:: OBJECTIVE ::
Reproduce the following data line for line, without changing anything.

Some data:
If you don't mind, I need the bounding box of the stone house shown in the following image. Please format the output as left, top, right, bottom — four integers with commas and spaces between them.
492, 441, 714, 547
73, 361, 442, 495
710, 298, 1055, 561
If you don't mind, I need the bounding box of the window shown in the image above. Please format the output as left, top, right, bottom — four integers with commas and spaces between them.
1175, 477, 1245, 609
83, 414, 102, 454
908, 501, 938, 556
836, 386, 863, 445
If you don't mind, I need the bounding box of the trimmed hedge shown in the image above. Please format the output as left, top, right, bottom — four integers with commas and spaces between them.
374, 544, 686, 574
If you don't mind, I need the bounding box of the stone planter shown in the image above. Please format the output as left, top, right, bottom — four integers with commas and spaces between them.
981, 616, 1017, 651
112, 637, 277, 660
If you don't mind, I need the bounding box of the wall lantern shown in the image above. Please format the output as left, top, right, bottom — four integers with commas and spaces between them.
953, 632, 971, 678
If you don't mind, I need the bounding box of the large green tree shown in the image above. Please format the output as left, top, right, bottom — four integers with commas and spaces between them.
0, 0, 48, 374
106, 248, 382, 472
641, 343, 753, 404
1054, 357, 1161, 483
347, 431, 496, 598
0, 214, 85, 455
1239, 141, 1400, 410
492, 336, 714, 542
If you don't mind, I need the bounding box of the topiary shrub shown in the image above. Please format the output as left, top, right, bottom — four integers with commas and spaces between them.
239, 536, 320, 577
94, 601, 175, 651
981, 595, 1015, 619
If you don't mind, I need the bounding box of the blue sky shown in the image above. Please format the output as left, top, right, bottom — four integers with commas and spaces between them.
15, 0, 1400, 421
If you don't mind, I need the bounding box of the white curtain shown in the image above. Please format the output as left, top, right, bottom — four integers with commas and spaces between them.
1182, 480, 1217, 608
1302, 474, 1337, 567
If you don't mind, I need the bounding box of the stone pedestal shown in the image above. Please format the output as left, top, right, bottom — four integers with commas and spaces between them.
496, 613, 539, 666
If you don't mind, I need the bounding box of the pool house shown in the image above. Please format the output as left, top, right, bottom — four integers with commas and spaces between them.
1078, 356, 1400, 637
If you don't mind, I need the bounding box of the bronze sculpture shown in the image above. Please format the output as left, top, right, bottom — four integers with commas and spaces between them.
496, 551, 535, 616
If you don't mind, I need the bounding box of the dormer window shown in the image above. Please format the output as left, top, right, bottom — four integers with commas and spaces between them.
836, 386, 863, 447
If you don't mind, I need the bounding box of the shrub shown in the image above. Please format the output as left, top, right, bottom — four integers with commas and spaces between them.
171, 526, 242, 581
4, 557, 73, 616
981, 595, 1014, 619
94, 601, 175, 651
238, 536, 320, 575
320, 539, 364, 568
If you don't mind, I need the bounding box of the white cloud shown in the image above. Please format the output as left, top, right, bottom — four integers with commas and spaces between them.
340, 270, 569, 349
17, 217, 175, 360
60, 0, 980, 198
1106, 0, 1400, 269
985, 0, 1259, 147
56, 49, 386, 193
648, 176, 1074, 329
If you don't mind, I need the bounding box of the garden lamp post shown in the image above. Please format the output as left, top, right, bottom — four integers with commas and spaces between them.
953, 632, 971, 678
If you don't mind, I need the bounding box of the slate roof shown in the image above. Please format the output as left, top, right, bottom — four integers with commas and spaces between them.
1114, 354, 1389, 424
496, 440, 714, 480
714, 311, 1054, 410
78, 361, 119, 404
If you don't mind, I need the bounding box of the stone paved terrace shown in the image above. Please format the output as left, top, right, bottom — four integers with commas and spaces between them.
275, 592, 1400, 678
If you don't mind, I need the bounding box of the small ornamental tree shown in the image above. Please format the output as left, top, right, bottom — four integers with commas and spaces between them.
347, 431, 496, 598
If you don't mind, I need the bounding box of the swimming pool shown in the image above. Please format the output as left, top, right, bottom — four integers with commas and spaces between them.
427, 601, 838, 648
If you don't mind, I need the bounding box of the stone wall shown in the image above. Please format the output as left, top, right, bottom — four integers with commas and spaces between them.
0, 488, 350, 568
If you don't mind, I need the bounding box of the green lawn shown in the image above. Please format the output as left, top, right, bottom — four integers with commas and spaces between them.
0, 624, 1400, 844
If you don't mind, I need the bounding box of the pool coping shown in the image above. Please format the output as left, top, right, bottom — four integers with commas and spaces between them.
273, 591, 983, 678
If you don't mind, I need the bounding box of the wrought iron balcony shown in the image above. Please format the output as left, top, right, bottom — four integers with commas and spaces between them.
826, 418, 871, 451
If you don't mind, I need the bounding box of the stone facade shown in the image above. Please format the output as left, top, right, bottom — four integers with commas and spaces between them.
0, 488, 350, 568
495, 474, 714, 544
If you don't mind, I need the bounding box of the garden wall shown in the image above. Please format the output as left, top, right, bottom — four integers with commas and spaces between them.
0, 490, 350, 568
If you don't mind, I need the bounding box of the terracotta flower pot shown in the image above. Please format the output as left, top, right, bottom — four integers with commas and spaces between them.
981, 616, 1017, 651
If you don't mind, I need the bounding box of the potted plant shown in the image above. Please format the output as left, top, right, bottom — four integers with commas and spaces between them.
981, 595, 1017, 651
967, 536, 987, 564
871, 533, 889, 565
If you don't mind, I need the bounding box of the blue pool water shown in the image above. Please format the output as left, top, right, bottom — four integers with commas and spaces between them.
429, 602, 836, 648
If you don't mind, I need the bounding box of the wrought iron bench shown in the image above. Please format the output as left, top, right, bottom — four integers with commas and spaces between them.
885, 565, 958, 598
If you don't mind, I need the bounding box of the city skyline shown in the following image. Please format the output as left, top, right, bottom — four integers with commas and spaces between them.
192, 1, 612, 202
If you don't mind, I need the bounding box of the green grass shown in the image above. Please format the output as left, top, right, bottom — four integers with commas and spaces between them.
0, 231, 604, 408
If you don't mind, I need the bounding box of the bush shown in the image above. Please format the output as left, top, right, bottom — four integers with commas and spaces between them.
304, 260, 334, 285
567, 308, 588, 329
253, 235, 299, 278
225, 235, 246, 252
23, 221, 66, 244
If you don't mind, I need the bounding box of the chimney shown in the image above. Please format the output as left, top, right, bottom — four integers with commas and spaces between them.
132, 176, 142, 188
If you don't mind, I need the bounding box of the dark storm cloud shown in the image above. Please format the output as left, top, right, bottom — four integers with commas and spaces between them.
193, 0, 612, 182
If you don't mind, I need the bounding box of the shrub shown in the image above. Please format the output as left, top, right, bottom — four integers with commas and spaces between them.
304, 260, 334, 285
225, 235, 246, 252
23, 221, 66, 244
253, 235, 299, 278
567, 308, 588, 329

:: TASK SOLUTION ::
If you don't mind, I need the bounding box of the stone house shown in the following image. Please format the output as left, top, right, bottom — four integers with commas and spaces between them.
492, 441, 714, 547
73, 361, 442, 495
710, 298, 1055, 561
If you don't mind, I need the bounding box of the window shown in the image above. Please format the output as left, top, right, bottom — four integers with commas and spaces between them.
1175, 477, 1245, 609
83, 414, 102, 454
908, 501, 938, 556
836, 386, 863, 445
If you don't mind, I need the bounding box of the trimmed hedge shown in the image above. Please format the output as left, top, right, bottom — four integers with commas and spaces between them.
374, 544, 686, 574
If you don't mind, I need the bounding box of the stone planter shown in the image above. Please format the output as left, top, right, bottom — four integers with commas and spaces between them.
981, 616, 1017, 651
112, 637, 277, 660
If you don't mind, I need the bounding box of the wall lantern shown in the image above. Please format the output as left, top, right, bottom — four integers with commas and spaces between them.
953, 632, 971, 678
If you don't mind, I need the bounding box of the large green tree shown in the image above. Please format the output as left, top, right, bottom — four integers with commas and spaces between them.
0, 0, 48, 374
106, 248, 382, 472
641, 343, 753, 404
1054, 357, 1161, 483
347, 431, 496, 598
0, 214, 85, 455
1239, 141, 1400, 410
492, 336, 714, 542
If you don't mind, I need the bounding box of the topiary shrub shown in the image above. Please format the output as left, top, right, bottom — four integers with commas and spaces between them.
239, 536, 320, 577
94, 601, 175, 651
981, 595, 1015, 619
If you don't mind, I need the bounding box of the blue sky shown in the image above. Please format the output as left, top, right, bottom — four integers with commas and spaces between them.
15, 0, 1400, 421
If you don't mind, I need the bounding box of the white curtain shown in the image above. Please format the output as left, top, right, bottom — four integers with commas and spaces between them.
1182, 480, 1217, 608
1302, 474, 1337, 567
If you don't mind, I need the bounding box of the stone pedestal shown in the image above. Please format the output as left, top, right, bottom — four integers with commas and spaces between them.
496, 613, 539, 666
If you don't mind, I need the bounding box of the pool house shown in the image above. Please format the output as left, top, right, bottom — four integers with commas and spaces between them.
1078, 356, 1400, 637
If you don't mind, I need the bounding box of the bronze sculpture shown in the image above. Please format the output as left, top, right, bottom — four integers with commas and spaces between them.
496, 551, 535, 616
If you don't mind, I need the bounding box of the dormer window shown in the image above. Please format the output as left, top, right, bottom — four integers with commas and spaces between them.
836, 386, 863, 447
If you don't mind, I need the bounding box of the shrub shown in the image above. Please format the output as left, top, right, bottom — four integers with commas and spaces between them.
171, 526, 242, 581
4, 557, 73, 616
981, 595, 1014, 619
94, 601, 175, 651
238, 536, 320, 575
320, 539, 364, 568
If you don't mind, I need the bounding box of the white cloud shown in the image above. Please format the output as left, top, right, bottom — four integers with commas and spaces between them.
340, 270, 569, 349
17, 217, 175, 360
60, 0, 980, 198
1106, 0, 1400, 269
985, 0, 1259, 147
56, 49, 386, 193
648, 176, 1074, 329
If you don't mind, I need the bounding box of the garden lamp post shown in the image above. Please format the output as left, top, right, bottom — four integers with commas and spaces between them.
953, 632, 971, 678
If you don't mind, I need the bounding box of the slate roof shown in the image above. Please format the output as left, top, right, bottom — four integers with commas and spaces between them.
1114, 354, 1389, 424
496, 440, 714, 480
714, 311, 1054, 410
78, 361, 119, 404
If you don't mind, I need the bounding box of the stone paved terrace shown in the image above. Please format the output as left, top, right, bottom — four integers with commas and spaces between them.
275, 592, 1400, 678
If you don't mind, I need the bounding box of the small ornamental tree shown in the image above. Please format the output as left, top, right, bottom — four integers with commas and spaces between them.
347, 431, 496, 598
If you don't mind, I need the bounding box of the swimming pool shown in the image above. Please format the output as left, top, right, bottom — four integers with commas and spaces between them.
427, 601, 838, 648
If you don't mind, I need the bounding box of the stone wall shown in the image above. Please format the output as left, top, right, bottom — four integers with commas and spaces between them.
0, 488, 350, 568
If you don't mind, I need the bounding box of the green lawn shown in the image above. Please format the output as left, top, right, bottom — four integers with commas and spaces between them.
0, 624, 1400, 844
If you don't mind, I need the bounding box of the pool coping shown in the image above. Please format the output as left, top, right, bottom — four integers with commas and spaces between them.
273, 591, 983, 678
If you don't mind, I need the bounding box of the wrought iron balcony shown in the image above. Please format the output as left, top, right, bottom — four integers with commas and spaces between them.
826, 418, 871, 451
If you don't mind, I need the bounding box of the stone facade shown in the image above. Please format the output as left, top, right, bottom — four integers with commas and spaces between them.
0, 488, 350, 568
495, 474, 714, 544
If you don't mind, I need the bounding box of the garden wall shown in the image above. Please format the output as left, top, right, bottom — four integers with commas and spaces between them.
0, 490, 350, 568
If you don't mind, I need the bounding box of the terracotta flower pot shown in the image above. Please format the output as left, top, right, bottom — four integers with commas and spaces between them.
981, 616, 1017, 651
If you don't mind, I need the bounding box of the potted plant shown in the image above. Please format the output as left, top, right, bottom — four integers with commas and spaces between them.
981, 595, 1017, 651
967, 536, 987, 564
871, 533, 889, 565
If you don't mind, I need the bounding box of the blue pool water shown in the image above. Please format the output as left, top, right, bottom — four integers with commas and spaces between them.
429, 602, 836, 648
If you don't mind, I need the bounding box of the wrought iron bench shown in the image above. Please format the output as left, top, right, bottom — four integers with commas and spaces between them.
885, 565, 958, 598
If you don't mind, I need the bounding box of the city skyline shown in the following image. Please format the output as left, top, right, bottom — four integers with commas and spaces between them.
192, 1, 612, 202
If you don't mind, I need the bounding box of the green grass shown in the image above. Please format the output as left, top, right, bottom — four integers with commas and spaces between them.
0, 231, 604, 408
If you don't mind, I need the bounding box of the bush shown in the image above. Please format the output as left, top, right, bottom — four integers with commas and spaces between them.
304, 260, 334, 285
567, 308, 588, 329
253, 235, 299, 278
225, 235, 246, 252
23, 221, 66, 244
If you don't mind, I need the bounding box of the chimney shown in the image above. Please format the output as left, top, right, bottom — four integers with commas and spaces between them.
132, 176, 142, 188
If you don't mind, I need the bounding box of the dark storm cloud shown in the image above. Please format the output as left, top, right, bottom — four integers with commas and spaces between them.
193, 0, 612, 182
If you don't mind, I need the bounding box of the shrub shown in the image above. Please format the output as left, top, right, bottom — four integers with commas and spaces between them.
304, 260, 334, 285
225, 235, 246, 252
23, 221, 66, 244
253, 235, 299, 278
567, 308, 588, 329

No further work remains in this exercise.